**Activity**
Nothing but the lines from the one containing "mark toddler's hand | bbox" through the end of the entries should be set down, each exactly as written.

*** Block opens ***

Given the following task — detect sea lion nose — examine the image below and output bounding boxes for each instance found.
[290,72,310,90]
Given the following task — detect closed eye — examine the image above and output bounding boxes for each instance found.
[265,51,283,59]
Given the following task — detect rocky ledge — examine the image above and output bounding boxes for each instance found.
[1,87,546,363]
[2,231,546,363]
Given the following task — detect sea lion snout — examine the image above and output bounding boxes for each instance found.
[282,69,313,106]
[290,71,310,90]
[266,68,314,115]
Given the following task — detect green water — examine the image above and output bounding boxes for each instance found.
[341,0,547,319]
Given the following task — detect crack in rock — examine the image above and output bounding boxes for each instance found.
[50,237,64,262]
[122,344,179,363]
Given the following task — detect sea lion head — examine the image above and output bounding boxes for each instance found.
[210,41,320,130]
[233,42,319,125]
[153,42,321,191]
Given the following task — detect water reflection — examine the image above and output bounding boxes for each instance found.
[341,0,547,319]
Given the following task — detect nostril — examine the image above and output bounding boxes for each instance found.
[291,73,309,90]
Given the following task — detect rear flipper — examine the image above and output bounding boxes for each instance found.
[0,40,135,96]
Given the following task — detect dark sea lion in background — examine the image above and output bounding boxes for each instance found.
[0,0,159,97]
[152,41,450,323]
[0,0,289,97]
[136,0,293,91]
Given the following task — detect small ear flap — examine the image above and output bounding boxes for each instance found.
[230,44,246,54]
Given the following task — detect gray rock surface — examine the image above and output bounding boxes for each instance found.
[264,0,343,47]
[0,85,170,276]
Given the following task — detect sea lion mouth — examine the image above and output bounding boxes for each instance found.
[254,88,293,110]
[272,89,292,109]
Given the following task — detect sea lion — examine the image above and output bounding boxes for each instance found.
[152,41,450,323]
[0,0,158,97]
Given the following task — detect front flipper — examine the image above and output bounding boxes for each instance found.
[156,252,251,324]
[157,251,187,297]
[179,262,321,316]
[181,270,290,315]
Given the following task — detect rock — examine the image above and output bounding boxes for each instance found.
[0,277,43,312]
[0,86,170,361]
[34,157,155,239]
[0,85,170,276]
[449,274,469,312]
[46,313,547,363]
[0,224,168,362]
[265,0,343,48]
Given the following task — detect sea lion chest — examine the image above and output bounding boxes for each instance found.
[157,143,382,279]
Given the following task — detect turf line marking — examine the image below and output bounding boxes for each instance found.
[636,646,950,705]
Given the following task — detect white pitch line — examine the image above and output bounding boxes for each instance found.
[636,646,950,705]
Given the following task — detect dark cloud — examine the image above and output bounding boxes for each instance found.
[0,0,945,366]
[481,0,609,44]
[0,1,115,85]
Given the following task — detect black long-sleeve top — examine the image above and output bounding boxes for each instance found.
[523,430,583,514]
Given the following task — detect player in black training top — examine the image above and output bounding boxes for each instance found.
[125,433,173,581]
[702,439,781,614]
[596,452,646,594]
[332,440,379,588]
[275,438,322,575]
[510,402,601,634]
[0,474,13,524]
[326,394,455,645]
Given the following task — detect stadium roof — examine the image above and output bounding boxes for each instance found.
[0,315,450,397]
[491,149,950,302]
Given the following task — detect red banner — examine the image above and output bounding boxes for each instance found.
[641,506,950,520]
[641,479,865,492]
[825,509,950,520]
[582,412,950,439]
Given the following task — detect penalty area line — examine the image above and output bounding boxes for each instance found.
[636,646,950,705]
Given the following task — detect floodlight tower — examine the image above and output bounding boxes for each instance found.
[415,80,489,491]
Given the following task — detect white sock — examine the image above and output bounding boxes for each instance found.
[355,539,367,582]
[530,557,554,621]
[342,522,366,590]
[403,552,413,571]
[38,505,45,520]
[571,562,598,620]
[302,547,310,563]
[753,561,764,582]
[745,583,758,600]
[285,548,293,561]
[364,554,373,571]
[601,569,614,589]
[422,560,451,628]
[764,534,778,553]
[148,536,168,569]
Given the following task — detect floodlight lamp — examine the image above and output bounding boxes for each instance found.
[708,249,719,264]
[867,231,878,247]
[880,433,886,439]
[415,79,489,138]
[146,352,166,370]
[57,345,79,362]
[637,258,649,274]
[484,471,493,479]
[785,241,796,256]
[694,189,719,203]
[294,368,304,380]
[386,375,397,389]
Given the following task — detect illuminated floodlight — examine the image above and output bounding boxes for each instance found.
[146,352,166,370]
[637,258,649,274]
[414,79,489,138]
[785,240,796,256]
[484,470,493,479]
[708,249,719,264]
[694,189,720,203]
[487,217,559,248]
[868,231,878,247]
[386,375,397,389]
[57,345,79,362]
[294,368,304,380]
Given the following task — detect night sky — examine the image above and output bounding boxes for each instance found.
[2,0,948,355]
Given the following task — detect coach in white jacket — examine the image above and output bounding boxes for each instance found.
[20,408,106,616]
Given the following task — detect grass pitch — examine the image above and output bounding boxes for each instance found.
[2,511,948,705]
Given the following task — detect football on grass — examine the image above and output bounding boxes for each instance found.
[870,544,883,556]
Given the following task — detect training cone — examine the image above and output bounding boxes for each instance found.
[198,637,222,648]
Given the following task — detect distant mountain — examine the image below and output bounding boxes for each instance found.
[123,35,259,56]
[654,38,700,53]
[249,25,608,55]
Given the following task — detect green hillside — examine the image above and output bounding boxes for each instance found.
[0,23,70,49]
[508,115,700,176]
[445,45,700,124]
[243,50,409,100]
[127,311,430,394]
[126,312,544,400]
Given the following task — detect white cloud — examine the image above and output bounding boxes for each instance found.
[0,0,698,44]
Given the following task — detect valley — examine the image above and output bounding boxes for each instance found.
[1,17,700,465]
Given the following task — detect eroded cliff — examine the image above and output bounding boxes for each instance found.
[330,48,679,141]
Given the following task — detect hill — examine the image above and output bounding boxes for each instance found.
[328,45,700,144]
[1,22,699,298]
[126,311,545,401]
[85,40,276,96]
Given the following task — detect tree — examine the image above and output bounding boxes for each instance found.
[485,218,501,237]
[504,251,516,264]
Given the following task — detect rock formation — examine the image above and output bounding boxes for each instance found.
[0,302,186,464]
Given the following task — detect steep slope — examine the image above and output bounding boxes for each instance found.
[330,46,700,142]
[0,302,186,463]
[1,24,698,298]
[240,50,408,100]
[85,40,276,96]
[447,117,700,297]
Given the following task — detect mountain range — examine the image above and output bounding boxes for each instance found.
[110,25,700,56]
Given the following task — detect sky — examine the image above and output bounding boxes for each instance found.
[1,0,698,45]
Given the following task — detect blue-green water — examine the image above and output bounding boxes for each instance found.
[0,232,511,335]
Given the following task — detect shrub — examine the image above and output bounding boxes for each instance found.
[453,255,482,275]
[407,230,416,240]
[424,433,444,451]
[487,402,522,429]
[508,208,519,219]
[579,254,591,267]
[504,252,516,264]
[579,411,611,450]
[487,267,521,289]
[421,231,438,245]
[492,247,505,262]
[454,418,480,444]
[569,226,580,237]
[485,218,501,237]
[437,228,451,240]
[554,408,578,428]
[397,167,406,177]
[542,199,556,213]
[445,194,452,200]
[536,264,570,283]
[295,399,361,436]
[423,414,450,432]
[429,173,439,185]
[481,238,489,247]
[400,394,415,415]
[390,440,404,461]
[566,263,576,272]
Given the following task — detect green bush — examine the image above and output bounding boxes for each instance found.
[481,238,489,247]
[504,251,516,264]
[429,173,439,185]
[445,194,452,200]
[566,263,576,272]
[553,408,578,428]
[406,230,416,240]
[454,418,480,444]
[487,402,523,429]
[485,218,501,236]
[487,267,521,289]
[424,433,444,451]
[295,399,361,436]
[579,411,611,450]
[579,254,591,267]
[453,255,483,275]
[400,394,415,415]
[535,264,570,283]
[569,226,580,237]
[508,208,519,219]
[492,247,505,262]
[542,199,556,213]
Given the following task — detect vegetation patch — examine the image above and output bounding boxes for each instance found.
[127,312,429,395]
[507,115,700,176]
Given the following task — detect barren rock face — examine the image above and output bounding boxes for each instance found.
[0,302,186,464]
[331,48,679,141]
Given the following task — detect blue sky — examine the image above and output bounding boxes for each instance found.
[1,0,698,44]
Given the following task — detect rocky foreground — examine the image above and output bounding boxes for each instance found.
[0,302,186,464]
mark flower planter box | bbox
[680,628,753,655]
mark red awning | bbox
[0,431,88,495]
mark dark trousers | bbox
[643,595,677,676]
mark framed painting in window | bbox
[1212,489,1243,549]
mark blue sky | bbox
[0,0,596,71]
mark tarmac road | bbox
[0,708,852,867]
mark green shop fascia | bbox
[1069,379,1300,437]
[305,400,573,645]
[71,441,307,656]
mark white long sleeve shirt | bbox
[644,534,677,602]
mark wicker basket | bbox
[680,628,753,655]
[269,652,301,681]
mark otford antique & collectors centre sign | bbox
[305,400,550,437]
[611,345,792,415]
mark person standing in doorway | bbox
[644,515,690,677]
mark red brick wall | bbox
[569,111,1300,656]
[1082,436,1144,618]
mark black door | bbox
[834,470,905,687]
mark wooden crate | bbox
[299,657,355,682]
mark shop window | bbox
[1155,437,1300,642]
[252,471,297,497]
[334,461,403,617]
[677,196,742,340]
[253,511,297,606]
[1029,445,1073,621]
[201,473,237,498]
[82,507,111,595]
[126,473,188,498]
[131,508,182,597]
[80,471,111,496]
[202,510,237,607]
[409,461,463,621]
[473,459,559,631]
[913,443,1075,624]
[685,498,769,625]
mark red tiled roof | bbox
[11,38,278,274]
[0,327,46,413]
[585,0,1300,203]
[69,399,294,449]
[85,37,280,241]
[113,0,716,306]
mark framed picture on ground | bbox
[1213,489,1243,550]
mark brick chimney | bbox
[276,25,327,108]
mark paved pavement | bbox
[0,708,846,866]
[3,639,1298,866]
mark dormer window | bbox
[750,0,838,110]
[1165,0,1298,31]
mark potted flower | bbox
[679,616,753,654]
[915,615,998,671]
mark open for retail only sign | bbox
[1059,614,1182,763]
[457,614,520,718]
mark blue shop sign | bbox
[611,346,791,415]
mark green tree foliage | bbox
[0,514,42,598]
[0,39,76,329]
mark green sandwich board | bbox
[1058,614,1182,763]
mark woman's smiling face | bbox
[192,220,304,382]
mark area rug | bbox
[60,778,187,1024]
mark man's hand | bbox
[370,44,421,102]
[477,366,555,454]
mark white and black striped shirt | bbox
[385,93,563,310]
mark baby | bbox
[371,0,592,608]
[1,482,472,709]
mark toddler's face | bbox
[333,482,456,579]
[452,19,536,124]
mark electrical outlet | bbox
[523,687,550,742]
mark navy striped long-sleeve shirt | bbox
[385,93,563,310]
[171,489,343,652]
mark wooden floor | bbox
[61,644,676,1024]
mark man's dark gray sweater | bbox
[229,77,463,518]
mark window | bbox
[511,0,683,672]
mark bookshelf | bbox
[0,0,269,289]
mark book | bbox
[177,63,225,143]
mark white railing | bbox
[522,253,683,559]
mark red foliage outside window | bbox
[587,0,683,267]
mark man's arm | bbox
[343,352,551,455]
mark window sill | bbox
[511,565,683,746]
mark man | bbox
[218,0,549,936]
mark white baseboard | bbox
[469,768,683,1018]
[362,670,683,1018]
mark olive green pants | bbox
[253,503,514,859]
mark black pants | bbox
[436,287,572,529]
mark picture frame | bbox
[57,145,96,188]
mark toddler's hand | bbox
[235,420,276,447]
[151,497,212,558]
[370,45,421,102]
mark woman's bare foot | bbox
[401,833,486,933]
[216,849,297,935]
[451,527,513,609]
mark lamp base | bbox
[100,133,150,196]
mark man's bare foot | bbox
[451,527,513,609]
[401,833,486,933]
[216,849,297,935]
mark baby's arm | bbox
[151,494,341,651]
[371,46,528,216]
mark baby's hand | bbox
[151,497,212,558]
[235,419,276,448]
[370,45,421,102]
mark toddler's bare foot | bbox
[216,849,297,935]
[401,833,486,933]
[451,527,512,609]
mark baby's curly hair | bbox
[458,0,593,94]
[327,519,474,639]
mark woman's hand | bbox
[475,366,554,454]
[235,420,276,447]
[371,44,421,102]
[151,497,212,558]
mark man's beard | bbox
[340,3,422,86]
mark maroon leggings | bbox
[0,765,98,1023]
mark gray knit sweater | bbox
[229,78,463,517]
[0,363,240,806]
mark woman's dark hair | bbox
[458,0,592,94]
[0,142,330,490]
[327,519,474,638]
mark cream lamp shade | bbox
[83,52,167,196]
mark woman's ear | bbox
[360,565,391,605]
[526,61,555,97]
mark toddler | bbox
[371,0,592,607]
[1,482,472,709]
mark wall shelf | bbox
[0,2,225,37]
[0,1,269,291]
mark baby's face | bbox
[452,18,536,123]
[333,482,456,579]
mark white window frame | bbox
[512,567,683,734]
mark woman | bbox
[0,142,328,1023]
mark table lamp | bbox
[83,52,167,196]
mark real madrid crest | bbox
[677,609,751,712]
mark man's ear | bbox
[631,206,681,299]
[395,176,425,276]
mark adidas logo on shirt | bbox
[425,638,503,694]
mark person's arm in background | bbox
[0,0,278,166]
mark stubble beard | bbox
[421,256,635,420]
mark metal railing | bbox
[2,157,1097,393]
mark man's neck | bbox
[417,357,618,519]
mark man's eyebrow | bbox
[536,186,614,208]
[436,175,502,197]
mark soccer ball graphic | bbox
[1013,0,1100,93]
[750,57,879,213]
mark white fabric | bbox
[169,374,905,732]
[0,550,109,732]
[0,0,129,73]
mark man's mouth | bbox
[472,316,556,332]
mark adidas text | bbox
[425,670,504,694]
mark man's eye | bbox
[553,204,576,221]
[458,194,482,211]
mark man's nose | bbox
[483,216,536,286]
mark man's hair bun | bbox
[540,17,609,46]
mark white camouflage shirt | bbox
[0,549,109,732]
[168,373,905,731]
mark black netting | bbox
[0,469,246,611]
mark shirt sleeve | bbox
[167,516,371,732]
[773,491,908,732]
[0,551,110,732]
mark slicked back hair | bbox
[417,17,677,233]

*** Block closes ***

**Worked solution**
mark toddler's hand | bbox
[235,420,276,447]
[151,497,212,558]
[370,45,421,102]
mark woman's bare foot | bbox
[401,833,486,933]
[216,849,297,935]
[451,527,513,609]
mark lamp base | bbox
[100,133,150,196]
mark man's bare foot | bbox
[451,527,513,609]
[401,833,486,933]
[216,849,297,935]
mark baby's arm | bbox
[151,494,341,651]
[371,46,528,216]
mark baby's hand | bbox
[151,497,212,558]
[235,419,276,448]
[370,45,421,102]
mark toddler's bare foot | bbox
[216,849,297,935]
[401,833,486,933]
[451,527,512,609]
mark baby's curly hair | bbox
[458,0,593,94]
[327,519,474,639]
mark woman's hand | bbox
[475,366,554,454]
[235,420,276,447]
[371,44,421,102]
[151,497,212,558]
mark man's beard | bbox
[340,3,422,86]
mark maroon leggings | bbox
[0,765,98,1023]
mark gray knit sweater | bbox
[229,78,463,517]
[0,363,240,806]
mark woman's dark hair | bbox
[458,0,592,94]
[0,142,330,490]
[327,519,474,638]
mark cream lamp shade | bbox
[83,52,167,196]
mark woman's ear | bbox
[360,565,391,605]
[526,61,555,97]
mark toddler | bbox
[371,0,592,607]
[1,482,472,709]
mark wall shelf | bbox
[0,2,225,37]
[0,1,269,291]
mark baby's face | bbox
[452,18,536,123]
[333,482,456,579]
mark white window frame | bbox
[512,567,683,734]
mark woman | bbox
[0,142,328,1023]
mark table lamp | bbox
[83,52,167,196]
mark real madrid crest | bbox
[677,609,751,712]
mark man's ear | bbox
[631,206,681,299]
[395,176,425,276]
mark adidas logo on shirt | bbox
[425,638,503,694]
mark person's arm in background | bbox
[0,0,278,166]
mark stubble beard | bbox
[421,256,635,420]
mark metal railing | bbox
[2,157,1097,393]
mark man's neck | bbox
[417,357,618,519]
mark man's eyebrow | bbox
[536,186,614,208]
[436,175,502,197]
mark soccer ball graphic | bbox
[1013,0,1100,93]
[750,57,879,213]
mark white fabric | bbox
[169,374,905,732]
[0,550,109,732]
[0,0,129,73]
mark man's mouth | bbox
[472,316,556,332]
mark adidas text | bbox
[425,670,504,694]
mark man's eye | bbox
[553,204,576,221]
[458,194,482,211]
mark man's nose | bbox
[483,216,536,286]
mark man's hair bun | bbox
[540,17,609,46]
mark white camouflage shirt | bbox
[0,549,109,732]
[168,373,905,731]
mark black netting | bbox
[0,469,246,611]
mark shirt sleeve | bbox
[167,516,371,732]
[773,491,908,732]
[0,551,110,732]
mark slicked back hair | bbox
[417,17,677,233]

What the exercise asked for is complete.